▶ _Excerpt provided_:
START

Minnesota Court of Appeals
May 10, 2005
No. A04-493 (Minn. Ct. App. May. 10, 2005)

Opinion

No. A04-493.

Filed May 10, 2005.

Appeal from the District Court, Hennepin County, File No. 03036895.

Mike Hatch, Attorney General; and

Amy Klobuchar, Hennepin County Attorney, Donna J. Wolfson, Assistant County Attorney, (for respondent)

John M. Stuart, State Public Defender, Sean Michael McGuire, Assistant Public Defender, (for appellant)

Considered and decided by Willis, Presiding Judge; Lansing, Judge; and Stoneburner, Judge.


This opinion will be unpublished and may not be cited except as provided by Minn. Stat. § 480A.08, subd. 3 (2004).


UNPUBLISHED OPINION


In this appeal from a third-degree criminal-sexual-conduct conviction, appellant argues that the district court erroneously admitted Spreigl and hearsay testimony, that the prosecutor committed several acts of prosecutorial misconduct, and that his sentence violates his Sixth Amendment rights, as described in Blakely v. Washington, 124 S. Ct. 2531 (2004). We affirm in part, reverse in part, and remand.

FACTS

In early 2003, appellant Juwad Shadhan was hired to manage the Robbinsdale Food Mart, a convenience store and local hangout for teenagers. Shadhan gave discounts and free items to many of the store's regular customers, including E.F. and her friends, teenagers who frequented the store. In April 2003, Shadhan hired E.F. to stock shelves once a week. E.F. testified that a few weeks after Shadhan hired her, he told her that he needed to talk to her. They went to the back room, and after Shadhan closed the door, he hugged E.F. and told her that if she told anyone about what he was going to do, he would kill her. E.F. testified that Shadhan then raped her. Afterwards, he repeated his threat, told her to get a soda, and instructed her to come to the store every day or he would "find [her] and it would happen again."

E.F. did not tell anyone about what happened, and she continued to meet her friends at the store daily and to work there on Tuesday. In early May 2003, police officers interviewed E.F. at her school while investigating another case, and she told the officers that Shadhan had touched her over her clothing. She did not mention her claim of rape. Later that month, E.F. told a friend about the rape, and at her friend's insistence, E.F. gave a statement to the police describing the entire incident.

END

▶ _Record extracts_:
START

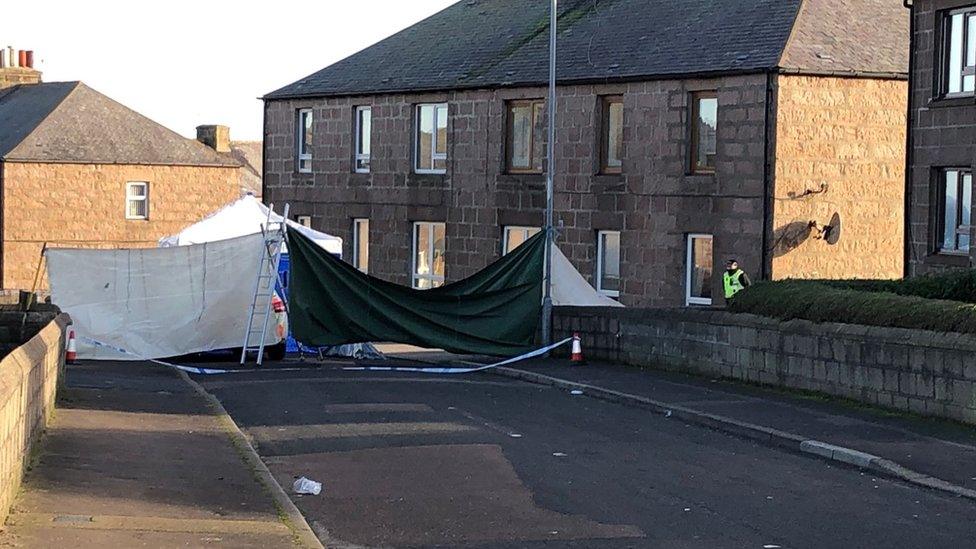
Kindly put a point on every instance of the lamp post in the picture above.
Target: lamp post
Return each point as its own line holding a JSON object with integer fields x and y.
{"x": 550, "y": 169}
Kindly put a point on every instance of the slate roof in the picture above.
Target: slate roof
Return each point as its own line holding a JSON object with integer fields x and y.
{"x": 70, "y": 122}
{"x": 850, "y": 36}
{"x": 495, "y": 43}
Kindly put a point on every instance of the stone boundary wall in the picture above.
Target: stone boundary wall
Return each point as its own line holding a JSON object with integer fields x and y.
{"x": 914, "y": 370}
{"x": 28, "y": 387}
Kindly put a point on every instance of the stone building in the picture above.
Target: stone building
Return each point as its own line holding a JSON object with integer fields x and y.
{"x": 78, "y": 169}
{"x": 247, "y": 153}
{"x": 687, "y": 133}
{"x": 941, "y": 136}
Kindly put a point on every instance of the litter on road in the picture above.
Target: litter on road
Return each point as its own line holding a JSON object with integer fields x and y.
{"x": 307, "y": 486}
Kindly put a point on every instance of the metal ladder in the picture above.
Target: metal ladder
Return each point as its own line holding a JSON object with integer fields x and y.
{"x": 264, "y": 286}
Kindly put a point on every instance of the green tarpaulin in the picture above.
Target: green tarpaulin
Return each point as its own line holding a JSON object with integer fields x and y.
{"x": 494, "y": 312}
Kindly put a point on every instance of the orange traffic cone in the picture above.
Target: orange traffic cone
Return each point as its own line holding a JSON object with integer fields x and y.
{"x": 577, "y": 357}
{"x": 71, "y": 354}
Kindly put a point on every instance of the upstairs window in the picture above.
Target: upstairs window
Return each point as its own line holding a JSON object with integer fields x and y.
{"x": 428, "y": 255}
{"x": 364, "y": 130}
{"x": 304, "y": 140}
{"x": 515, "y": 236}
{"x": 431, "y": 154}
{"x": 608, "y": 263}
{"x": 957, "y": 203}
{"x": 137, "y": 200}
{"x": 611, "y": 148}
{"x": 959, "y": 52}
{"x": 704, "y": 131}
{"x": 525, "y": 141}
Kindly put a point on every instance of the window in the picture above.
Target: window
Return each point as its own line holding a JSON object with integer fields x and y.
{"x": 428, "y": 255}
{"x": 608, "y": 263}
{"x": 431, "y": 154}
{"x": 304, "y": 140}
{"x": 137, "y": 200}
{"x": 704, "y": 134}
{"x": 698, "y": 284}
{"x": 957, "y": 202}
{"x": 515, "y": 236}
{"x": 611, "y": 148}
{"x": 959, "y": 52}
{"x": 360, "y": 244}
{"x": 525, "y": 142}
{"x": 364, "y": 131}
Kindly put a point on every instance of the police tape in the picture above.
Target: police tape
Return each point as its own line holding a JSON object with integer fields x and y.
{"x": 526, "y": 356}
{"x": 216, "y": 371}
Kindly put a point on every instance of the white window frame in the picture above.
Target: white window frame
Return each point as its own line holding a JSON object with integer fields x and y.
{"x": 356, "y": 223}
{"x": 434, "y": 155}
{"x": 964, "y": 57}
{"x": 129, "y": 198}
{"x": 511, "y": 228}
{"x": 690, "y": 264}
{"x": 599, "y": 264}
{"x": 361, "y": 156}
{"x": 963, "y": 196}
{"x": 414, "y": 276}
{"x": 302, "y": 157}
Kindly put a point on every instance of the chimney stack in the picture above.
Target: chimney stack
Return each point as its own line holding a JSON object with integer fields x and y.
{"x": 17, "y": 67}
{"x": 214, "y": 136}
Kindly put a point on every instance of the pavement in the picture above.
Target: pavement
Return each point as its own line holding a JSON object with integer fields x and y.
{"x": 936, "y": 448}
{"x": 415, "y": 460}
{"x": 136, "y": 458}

END

▶ _Tasks to complete_:
1. According to the court opinion, which three judges considered and decided the appeal?
2. Quote, word for word, the part of the court opinion from "John M. Stuart, State" up to and including "and Stoneburner, Judge.".

▶ _Expected answers_:
1. Willis (presiding), Lansing, and Stoneburner.

2.
John M. Stuart, State Public Defender, Sean Michael McGuire, Assistant Public Defender, (for appellant)

Considered and decided by Willis, Presiding Judge; Lansing, Judge; and Stoneburner, Judge.